Stated goal
Locate every line in the records below that contains the word "silhouetted", and copy each of those lines.

Supplied records
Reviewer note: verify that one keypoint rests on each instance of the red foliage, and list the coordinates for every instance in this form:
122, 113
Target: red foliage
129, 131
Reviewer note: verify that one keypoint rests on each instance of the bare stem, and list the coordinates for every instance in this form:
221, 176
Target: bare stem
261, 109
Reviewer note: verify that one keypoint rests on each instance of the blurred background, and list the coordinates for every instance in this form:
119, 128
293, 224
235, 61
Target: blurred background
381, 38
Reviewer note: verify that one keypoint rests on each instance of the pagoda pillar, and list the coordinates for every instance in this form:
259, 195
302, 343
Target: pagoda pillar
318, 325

* * *

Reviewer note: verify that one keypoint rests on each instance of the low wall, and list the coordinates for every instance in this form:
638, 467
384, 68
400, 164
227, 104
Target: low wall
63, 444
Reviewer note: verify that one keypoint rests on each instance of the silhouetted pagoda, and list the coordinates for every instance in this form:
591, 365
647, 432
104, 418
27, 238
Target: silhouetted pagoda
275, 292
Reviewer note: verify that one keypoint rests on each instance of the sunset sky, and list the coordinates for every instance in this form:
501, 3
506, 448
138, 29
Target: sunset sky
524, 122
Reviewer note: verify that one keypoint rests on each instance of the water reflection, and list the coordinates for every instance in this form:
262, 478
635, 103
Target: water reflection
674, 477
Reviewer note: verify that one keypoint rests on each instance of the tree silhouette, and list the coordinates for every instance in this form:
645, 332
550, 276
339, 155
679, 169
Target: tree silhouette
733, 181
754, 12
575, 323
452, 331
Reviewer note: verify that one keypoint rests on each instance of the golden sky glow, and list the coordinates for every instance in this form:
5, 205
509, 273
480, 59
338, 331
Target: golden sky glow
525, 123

---

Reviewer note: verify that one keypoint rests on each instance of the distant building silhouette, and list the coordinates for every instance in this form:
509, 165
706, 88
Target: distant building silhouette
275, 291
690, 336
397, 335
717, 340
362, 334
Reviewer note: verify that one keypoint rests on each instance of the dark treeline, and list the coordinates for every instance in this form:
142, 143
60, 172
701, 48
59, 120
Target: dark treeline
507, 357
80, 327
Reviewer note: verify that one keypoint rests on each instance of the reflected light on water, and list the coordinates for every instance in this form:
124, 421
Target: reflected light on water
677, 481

Solved problem
Reviewer note: verify that one keypoint rests on each instance of the silhouetted pagoda, and list the coordinates for every instance in this form:
Target: silhouetted pagoda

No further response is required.